SOURCE PASSAGE
--
Yes, bisexual people do face homophobia too but there are many experiences which are specific to us and little to no work is being done on them. Homophobia must always be fought but that doesn’t mean that biphobia cannot be tackled head on either- we can do both. The LGBT acronym has always been a sticking point because there’s never been any unity. Gay rights have been advanced (with a lot of infighting) but transgender rights have been thrown under the bus time and again in the name of gay equality, and bisexual activists have often been pushed to the sidelines. If the LGBT community really wants to work then we need to pull together and stop fighting each other.

Bisexuality: Beyond the Binary.

There was a pretty disappointing post doing the rounds on Twitter earlier about someone who used to identify as bisexual but has dropped the label believing it to enforce gender binaries. People should always be free to choose their own labels which led to the most irksome part of the post being the tone which was “if you use the label bi you’re erasing non-binary people”. This argument seemed to come from little more than the fact that the first two letters of the label are “bi” and, as I pointed out on Twitter, this is as silly as saying that dinosaurs are extinct now because the first part of their name sounds like “die”.
Taking words so literally is always a closed minded tactic. People who have studied language for even the briefest of periods will tell you it’s a fool’s errand. Take another sexuality label such as “gay”, well that originally meant “happy” so if we only stick to traditional meanings does that mean nobody can use the label “gay” as it would be offensive to depressed people? What about lesbians who do not come from Lesbos, what name should they use? Language evolves every single day. The term “bi” may have meant “two” but that doesn’t mean that being bisexual enforces binaries. It was probably given that to recognise the fluidity of bisexual people in a time where gender and sexuality were only really starting to be properly looked at. It was a time where there was only two recognised genders in Western society so the idea of a different label was probably unimaginable. Times have changed though and it is the lived experience of bisexuals that matter.
--
INFORMATION GIVEN
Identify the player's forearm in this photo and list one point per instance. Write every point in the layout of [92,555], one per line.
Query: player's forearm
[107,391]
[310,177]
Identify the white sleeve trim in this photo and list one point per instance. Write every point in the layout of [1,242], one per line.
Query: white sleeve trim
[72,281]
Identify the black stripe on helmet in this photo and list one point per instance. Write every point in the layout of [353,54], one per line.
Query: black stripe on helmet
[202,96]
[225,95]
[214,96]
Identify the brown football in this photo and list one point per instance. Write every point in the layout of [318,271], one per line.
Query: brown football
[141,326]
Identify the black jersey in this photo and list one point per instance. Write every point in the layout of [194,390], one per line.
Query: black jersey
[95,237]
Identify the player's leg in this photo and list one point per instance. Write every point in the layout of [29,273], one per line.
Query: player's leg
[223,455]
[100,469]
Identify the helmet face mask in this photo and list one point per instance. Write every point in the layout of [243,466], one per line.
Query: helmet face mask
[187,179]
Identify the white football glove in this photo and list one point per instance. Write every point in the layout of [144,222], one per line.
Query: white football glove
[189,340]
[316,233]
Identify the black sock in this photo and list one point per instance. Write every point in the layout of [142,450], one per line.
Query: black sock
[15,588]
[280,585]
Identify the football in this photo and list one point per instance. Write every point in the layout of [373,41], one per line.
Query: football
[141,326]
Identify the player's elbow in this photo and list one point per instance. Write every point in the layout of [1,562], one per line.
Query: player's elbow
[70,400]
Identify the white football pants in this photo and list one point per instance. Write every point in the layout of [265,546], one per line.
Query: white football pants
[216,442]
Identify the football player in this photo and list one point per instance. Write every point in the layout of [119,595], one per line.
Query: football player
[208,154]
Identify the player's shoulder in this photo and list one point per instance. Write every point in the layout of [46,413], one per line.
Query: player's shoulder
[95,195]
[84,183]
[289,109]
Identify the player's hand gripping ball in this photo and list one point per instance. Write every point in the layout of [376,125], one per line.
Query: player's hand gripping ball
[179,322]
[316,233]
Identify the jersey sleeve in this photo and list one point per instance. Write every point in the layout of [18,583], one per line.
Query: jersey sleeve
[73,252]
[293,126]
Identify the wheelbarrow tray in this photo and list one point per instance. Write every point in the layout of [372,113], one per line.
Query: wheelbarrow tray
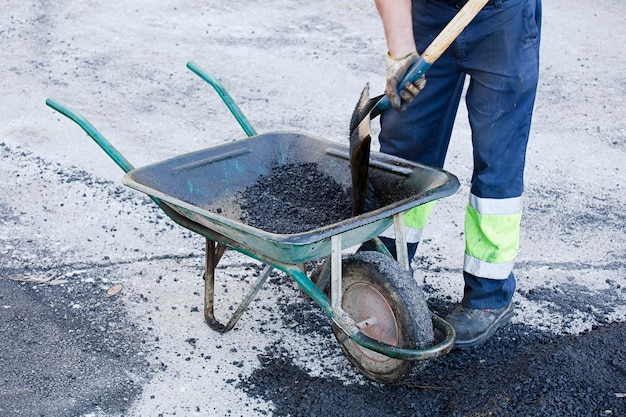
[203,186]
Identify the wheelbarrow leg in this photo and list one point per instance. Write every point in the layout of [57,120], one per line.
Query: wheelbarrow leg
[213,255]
--
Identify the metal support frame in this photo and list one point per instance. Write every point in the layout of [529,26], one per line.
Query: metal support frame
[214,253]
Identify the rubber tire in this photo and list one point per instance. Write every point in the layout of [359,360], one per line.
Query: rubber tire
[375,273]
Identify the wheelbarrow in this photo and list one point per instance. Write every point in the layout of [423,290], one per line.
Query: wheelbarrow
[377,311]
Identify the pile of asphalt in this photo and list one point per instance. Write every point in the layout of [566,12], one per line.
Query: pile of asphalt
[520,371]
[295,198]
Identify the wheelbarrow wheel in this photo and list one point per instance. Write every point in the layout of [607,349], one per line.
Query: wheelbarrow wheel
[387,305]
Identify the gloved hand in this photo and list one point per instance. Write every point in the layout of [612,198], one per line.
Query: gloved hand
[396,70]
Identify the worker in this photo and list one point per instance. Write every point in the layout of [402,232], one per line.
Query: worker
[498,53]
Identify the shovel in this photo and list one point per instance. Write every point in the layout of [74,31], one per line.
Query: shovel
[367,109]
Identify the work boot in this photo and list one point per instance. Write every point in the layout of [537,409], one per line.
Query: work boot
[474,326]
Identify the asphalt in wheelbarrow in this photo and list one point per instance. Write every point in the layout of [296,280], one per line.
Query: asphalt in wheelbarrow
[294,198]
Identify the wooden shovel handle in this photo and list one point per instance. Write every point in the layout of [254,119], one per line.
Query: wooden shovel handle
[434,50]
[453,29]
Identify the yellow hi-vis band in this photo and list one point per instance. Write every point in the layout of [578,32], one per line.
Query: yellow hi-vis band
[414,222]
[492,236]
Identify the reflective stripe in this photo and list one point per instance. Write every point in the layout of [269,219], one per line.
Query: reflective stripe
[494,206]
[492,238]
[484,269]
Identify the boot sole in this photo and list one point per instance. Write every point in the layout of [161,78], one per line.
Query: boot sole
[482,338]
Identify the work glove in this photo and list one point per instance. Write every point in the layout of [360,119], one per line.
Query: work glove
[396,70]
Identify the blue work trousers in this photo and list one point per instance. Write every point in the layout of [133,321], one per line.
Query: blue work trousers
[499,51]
--
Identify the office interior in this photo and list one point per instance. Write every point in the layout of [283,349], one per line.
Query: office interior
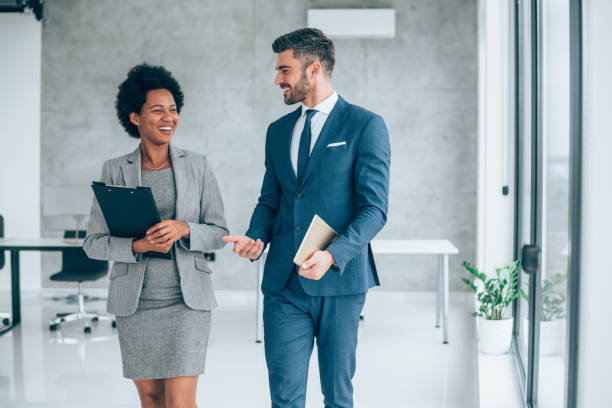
--
Return the passage from the bisexuality text exactly, starting at "Yes, bisexual people" and ending at "fighting each other.".

Yes, bisexual people do face homophobia too but there are many experiences which are specific to us and little to no work is being done on them. Homophobia must always be fought but that doesn’t mean that biphobia cannot be tackled head on either- we can do both. The LGBT acronym has always been a sticking point because there’s never been any unity. Gay rights have been advanced (with a lot of infighting) but transgender rights have been thrown under the bus time and again in the name of gay equality, and bisexual activists have often been pushed to the sidelines. If the LGBT community really wants to work then we need to pull together and stop fighting each other.